Data drawn from a collection
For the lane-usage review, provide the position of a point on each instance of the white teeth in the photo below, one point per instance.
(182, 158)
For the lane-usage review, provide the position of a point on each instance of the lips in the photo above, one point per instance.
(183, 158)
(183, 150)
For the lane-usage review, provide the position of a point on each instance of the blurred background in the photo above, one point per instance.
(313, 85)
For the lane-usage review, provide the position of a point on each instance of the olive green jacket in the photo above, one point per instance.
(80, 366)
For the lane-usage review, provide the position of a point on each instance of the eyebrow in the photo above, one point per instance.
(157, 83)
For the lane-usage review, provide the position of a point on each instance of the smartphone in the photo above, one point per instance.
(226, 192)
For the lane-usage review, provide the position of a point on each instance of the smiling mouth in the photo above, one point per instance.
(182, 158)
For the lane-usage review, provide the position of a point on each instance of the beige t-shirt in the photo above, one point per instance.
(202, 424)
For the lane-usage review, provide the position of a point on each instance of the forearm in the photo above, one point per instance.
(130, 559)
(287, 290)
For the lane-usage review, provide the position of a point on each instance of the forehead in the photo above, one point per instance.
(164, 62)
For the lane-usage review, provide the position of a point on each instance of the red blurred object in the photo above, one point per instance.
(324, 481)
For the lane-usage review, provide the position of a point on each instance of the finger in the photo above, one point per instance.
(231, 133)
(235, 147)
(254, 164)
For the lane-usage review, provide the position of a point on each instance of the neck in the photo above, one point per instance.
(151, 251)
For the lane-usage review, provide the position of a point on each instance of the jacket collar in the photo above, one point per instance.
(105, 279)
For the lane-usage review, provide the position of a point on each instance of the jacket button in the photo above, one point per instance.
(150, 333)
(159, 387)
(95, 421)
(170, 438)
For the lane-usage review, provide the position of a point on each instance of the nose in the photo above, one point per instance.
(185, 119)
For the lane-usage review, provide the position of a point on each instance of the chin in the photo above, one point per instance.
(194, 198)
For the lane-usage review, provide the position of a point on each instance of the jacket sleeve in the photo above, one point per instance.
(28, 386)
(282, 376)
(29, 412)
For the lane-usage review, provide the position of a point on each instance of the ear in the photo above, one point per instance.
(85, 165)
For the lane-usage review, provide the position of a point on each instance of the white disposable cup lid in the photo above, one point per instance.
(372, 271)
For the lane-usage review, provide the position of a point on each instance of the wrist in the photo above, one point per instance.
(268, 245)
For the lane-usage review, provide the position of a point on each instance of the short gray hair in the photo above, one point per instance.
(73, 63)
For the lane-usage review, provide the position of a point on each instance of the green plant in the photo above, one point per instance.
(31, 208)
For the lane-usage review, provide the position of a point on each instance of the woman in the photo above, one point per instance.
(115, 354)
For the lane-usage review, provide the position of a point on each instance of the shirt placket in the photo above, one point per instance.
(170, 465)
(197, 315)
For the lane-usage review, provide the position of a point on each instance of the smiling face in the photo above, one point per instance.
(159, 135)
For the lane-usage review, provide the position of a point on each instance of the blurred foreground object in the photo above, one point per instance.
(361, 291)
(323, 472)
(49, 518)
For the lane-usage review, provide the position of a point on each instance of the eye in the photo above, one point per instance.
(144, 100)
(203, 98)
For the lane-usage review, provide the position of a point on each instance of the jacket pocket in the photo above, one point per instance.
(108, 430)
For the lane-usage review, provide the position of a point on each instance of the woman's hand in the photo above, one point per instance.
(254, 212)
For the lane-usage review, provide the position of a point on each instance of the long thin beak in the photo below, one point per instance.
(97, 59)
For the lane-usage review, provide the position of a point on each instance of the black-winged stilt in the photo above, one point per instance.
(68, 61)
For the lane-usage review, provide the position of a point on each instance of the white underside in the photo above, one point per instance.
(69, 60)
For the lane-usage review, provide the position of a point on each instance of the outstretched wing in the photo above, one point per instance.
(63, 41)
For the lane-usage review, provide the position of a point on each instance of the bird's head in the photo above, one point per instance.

> EXERCISE OBJECTIVE:
Write out the full material above word for word, leaving nothing out.

> FINISHED TASK:
For the lane-usage review, provide the position of a point on each instance of the white teeth in the photo below, one point per instance.
(182, 158)
For the lane-usage review, provide the position of a point on each instance of the lips in the photo above, one point per instance.
(183, 158)
(183, 150)
For the lane-usage review, provide the position of a point on each instance of the blurred background in the photo above, one point per instance.
(313, 85)
For the lane-usage review, provide the position of a point on each instance of the olive green jacket in the photo above, one point per instance.
(80, 366)
For the lane-usage review, provide the position of a point on each instance of the eyebrow in the photo above, one point per instance.
(157, 83)
For the lane-usage review, provide the position of a point on each instance of the smartphone in the photo above, one point per instance.
(226, 192)
For the lane-usage review, provide the position of a point on each instance of the smiling mouth in the photo above, one point per instance.
(182, 158)
For the lane-usage review, provide the position of a point on each instance of the beige t-shirt in the photo above, one point per instance.
(202, 424)
For the lane-usage review, provide the position of a point on each instance of the forearm in the photo above, one point per instance.
(130, 559)
(287, 290)
For the lane-usage review, provide the position of a point on each instance of the forehead in the photo above, one point per instance.
(164, 62)
For the lane-usage review, provide the position of a point on each instance of the red blurred object in the photo above, one point per instance.
(324, 481)
For the lane-usage review, provide the position of a point on each instance of the finger in the photo above, one point per instance.
(231, 133)
(235, 147)
(254, 164)
For the lane-usage review, provide the position of a point on each instance of the neck in the photo above, one point per instance.
(151, 251)
For the lane-usage review, provide the position of a point on each instance of the jacket collar in the photo above, one point per instance.
(105, 279)
For the lane-usage review, provide the position of a point on each instance of the jacket button in the photo above, one point per instance.
(150, 333)
(159, 387)
(95, 421)
(170, 438)
For the lane-usage review, provide the position of a point on each instance of the nose in the photo above, one point per instance.
(185, 119)
For the lane-usage review, provide the position of a point on each instance of the chin in the photo above, one point per instance.
(194, 198)
For the lane-usage review, provide the position of a point on each instance of the jacket sleeve in the photo above, one point per instance.
(28, 386)
(282, 376)
(29, 412)
For the lane-usage review, provide the position of a point on each instance of the ear in the photo above, one point per instance.
(85, 165)
For the lane-usage review, provide the position of a point on each instance of the white disposable cup lid in the photo above, one point per instance.
(372, 271)
For the lane-usage review, provide the position of a point on each instance of the wrist in the photo above, one point per instance.
(268, 245)
For the lane-usage review, provide the position of a point on each instance of the short gray hair in the photo above, one point per instance.
(73, 63)
For the lane-usage review, provide the position of a point on each instance of the green plant in the photo above, one point per instance.
(31, 208)
For the lane-usage review, provide the position of a point on each instance of the woman in the photo above, one point per instance.
(115, 354)
For the lane-usage review, provide the position of a point on each instance of the shirt placket in the photo above, one point per instance.
(170, 465)
(197, 315)
For the lane-usage review, provide the position of a point on each instance of the smiling face in the photo above, one point per instance.
(159, 135)
For the lane-usage review, provide the position of a point on each instance of the blurred foreground object in the photo above, one point per instance.
(361, 291)
(323, 472)
(49, 518)
For the lane-usage review, provide the position of a point on each instance of the eye in the photo above, one point per instance.
(144, 100)
(203, 98)
For the lane-usage review, provide the position of a point on each instance of the jacket pocket in the photo above, one point per instance.
(108, 430)
For the lane-usage review, provide the position of a point on each instance of the woman's hand in the photo above, one point per instance.
(254, 212)
For the lane-usage review, provide the position of a point on each instance of the long thin beak in the photo below, one point per instance.
(97, 59)
For the lane-usage review, provide the position of a point on each instance of the black-winged stilt in the photo above, one point per instance.
(68, 61)
For the lane-usage review, provide the position of a point on each instance of the white underside in the photo above, one point per instance.
(69, 60)
For the lane-usage review, provide the position of a point on each instance of the outstretched wing in the photo above, one point per instance.
(63, 41)
For the lane-usage review, provide the position of a point on each instance of the bird's head in the photo above, one point per instance.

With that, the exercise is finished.